- **THE TASK**
Your task is to output the data exactly as it stands.

Point labeling examples
** Start **

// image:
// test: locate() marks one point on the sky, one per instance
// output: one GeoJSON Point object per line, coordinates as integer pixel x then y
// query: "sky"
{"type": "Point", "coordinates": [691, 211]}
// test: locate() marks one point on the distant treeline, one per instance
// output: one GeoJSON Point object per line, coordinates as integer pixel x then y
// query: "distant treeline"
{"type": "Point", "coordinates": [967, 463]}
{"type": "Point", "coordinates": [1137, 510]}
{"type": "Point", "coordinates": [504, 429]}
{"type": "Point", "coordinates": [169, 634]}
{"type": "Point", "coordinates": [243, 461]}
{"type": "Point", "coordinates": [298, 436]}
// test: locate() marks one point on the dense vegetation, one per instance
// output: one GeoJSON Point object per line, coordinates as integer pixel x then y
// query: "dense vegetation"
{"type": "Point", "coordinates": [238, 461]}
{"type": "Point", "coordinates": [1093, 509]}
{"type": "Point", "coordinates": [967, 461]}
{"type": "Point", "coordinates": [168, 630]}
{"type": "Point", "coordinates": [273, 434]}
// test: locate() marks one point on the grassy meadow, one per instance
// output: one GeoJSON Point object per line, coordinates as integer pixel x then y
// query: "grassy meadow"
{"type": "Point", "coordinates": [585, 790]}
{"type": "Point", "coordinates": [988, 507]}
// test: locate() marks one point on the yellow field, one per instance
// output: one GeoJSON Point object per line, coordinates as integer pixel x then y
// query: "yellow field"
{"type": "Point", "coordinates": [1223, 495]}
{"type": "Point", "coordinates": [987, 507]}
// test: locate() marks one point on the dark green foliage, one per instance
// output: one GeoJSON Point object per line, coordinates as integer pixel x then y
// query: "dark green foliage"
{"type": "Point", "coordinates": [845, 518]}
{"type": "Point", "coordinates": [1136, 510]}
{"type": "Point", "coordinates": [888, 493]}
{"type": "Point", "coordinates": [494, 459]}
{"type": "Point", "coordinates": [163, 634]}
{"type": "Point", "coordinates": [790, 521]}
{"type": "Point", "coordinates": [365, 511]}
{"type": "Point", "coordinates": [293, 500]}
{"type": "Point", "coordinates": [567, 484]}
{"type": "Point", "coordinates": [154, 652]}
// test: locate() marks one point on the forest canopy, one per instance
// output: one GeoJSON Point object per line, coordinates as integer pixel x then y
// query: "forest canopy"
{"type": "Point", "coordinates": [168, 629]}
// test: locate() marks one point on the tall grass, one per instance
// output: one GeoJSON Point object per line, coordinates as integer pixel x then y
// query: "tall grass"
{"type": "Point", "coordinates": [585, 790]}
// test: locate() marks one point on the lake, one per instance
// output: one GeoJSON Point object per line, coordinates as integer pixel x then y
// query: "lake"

** End **

- **OUTPUT OF THE TASK**
// image:
// test: locate() marks one point on the sky, one per instance
// output: one GeoJSON Point object per line, coordinates as integer pixel x then y
// query: "sky"
{"type": "Point", "coordinates": [691, 211]}
// test: locate() marks one point on the distant treeline, one per instance
// output: one GeoJSON Point object per line, coordinates as integer pixel x then y
// query: "distant treeline"
{"type": "Point", "coordinates": [967, 463]}
{"type": "Point", "coordinates": [1137, 510]}
{"type": "Point", "coordinates": [504, 429]}
{"type": "Point", "coordinates": [169, 634]}
{"type": "Point", "coordinates": [243, 461]}
{"type": "Point", "coordinates": [298, 436]}
// test: locate() marks one point on the dense vegetation, one per instance
// output: one GeoJSON Point object per line, coordinates as integer pixel x then y
// query: "dense vegetation"
{"type": "Point", "coordinates": [238, 461]}
{"type": "Point", "coordinates": [1093, 509]}
{"type": "Point", "coordinates": [967, 461]}
{"type": "Point", "coordinates": [168, 630]}
{"type": "Point", "coordinates": [273, 434]}
// test: locate() marks one point on the grassy meadow, one per instance
// output: one GeoJSON Point object per line, coordinates as integer pixel x then y
// query: "grassy meadow"
{"type": "Point", "coordinates": [585, 790]}
{"type": "Point", "coordinates": [988, 507]}
// test: locate() marks one point on the yellow field, one per instance
// output: one GeoJSON Point object per line, coordinates as integer pixel x then y
// query: "yellow field"
{"type": "Point", "coordinates": [1223, 495]}
{"type": "Point", "coordinates": [987, 507]}
// test: locate() marks one point on the dark green foliage, one per instance
// output: one GeoJSON Point object per line, coordinates as integer pixel x then y
// query: "dark green foliage"
{"type": "Point", "coordinates": [845, 518]}
{"type": "Point", "coordinates": [1136, 510]}
{"type": "Point", "coordinates": [888, 493]}
{"type": "Point", "coordinates": [494, 459]}
{"type": "Point", "coordinates": [163, 634]}
{"type": "Point", "coordinates": [790, 521]}
{"type": "Point", "coordinates": [365, 511]}
{"type": "Point", "coordinates": [293, 500]}
{"type": "Point", "coordinates": [567, 484]}
{"type": "Point", "coordinates": [154, 652]}
// test: locate() marks one point on the forest canopy, one per instance
// output: one GeoJSON Point object per line, coordinates as integer pixel x then y
// query: "forest canopy"
{"type": "Point", "coordinates": [168, 629]}
// test: locate() marks one point on the tall grass, one per instance
// output: one GeoJSON Point object per line, coordinates as integer pixel x then y
// query: "tall grass"
{"type": "Point", "coordinates": [585, 790]}
// test: locate() marks one point on the lake, one per instance
// output: one GeoJSON Point object per line, coordinates as integer pixel x then y
// query: "lake"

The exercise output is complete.